Provided text:

Donahue, When Copying Is Not Copying

Donahue, Christiane. “When Copying Is Not Copying: Plagiarism and French Composition Scholarship.” In Originality, Imitation, and Plagiarism. Eds. Eisner and Vicinus. Ann Arbor: U of Michigan P, 2008. 90-103.

Donahue describes the differences between how American and French writing teachers address the use of sources in writing. While American writing teachers focus on plagiarism and its punitive threats, the French educational system, which sees a deep connection between reading and writing, encourages students to play with other texts, borrowing, quoting, and imitating them without citation. Citation practices are not taught until late in the undergraduate or in the graduate years, as it is discipline-specific. Donahue argues that American teachers of writing should adopt this open, educational attitude of the French, which focuses on teaching students to manage many voices in their papers.

Quotable Quotes

“Effective quoting and citing are treated, in the scholarship, as an art; the goal is working from an author-based world (an author’s text, words, ideas) toward one’s own” (97).

Data for this task:
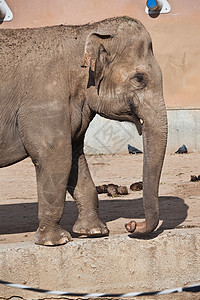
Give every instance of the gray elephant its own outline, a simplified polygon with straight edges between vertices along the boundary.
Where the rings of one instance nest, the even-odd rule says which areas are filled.
[[[39,227],[35,243],[71,240],[59,225],[66,191],[78,219],[73,231],[107,235],[83,152],[95,114],[135,123],[143,135],[145,221],[158,225],[158,187],[167,141],[162,75],[144,26],[128,17],[84,26],[0,30],[0,167],[31,157],[36,169]]]

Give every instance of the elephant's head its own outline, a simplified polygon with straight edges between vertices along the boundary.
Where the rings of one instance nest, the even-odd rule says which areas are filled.
[[[106,118],[131,121],[143,135],[143,204],[146,220],[131,221],[130,232],[149,233],[159,221],[158,187],[167,142],[162,74],[150,35],[131,20],[115,33],[92,33],[85,45],[90,108]]]

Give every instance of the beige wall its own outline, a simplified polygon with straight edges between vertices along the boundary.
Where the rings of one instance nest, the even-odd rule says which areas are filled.
[[[200,1],[169,0],[172,10],[158,18],[145,12],[145,0],[6,0],[14,18],[0,28],[84,24],[128,15],[150,32],[164,75],[168,108],[200,108]]]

Tasks to carry out:
a: Please set down the full annotation of Donahue's essay on plagiarism, keeping it unchanged from start to finish.
b: List each line of the listing that contains the string "between", with case counting toward a match.

Exercise solutions:
a:
Donahue, When Copying Is Not Copying

Donahue, Christiane. “When Copying Is Not Copying: Plagiarism and French Composition Scholarship.” In Originality, Imitation, and Plagiarism. Eds. Eisner and Vicinus. Ann Arbor: U of Michigan P, 2008. 90-103.

Donahue describes the differences between how American and French writing teachers address the use of sources in writing. While American writing teachers focus on plagiarism and its punitive threats, the French educational system, which sees a deep connection between reading and writing, encourages students to play with other texts, borrowing, quoting, and imitating them without citation. Citation practices are not taught until late in the undergraduate or in the graduate years, as it is discipline-specific. Donahue argues that American teachers of writing should adopt this open, educational attitude of the French, which focuses on teaching students to manage many voices in their papers.

Quotable Quotes

“Effective quoting and citing are treated, in the scholarship, as an art; the goal is working from an author-based world (an author’s text, words, ideas) toward one’s own” (97).

b:
Give every instance of the gray elephant its own outline, a simplified polygon with straight edges between vertices along the boundary.
Give every instance of the elephant's head its own outline, a simplified polygon with straight edges between vertices along the boundary.
Give every instance of the beige wall its own outline, a simplified polygon with straight edges between vertices along the boundary.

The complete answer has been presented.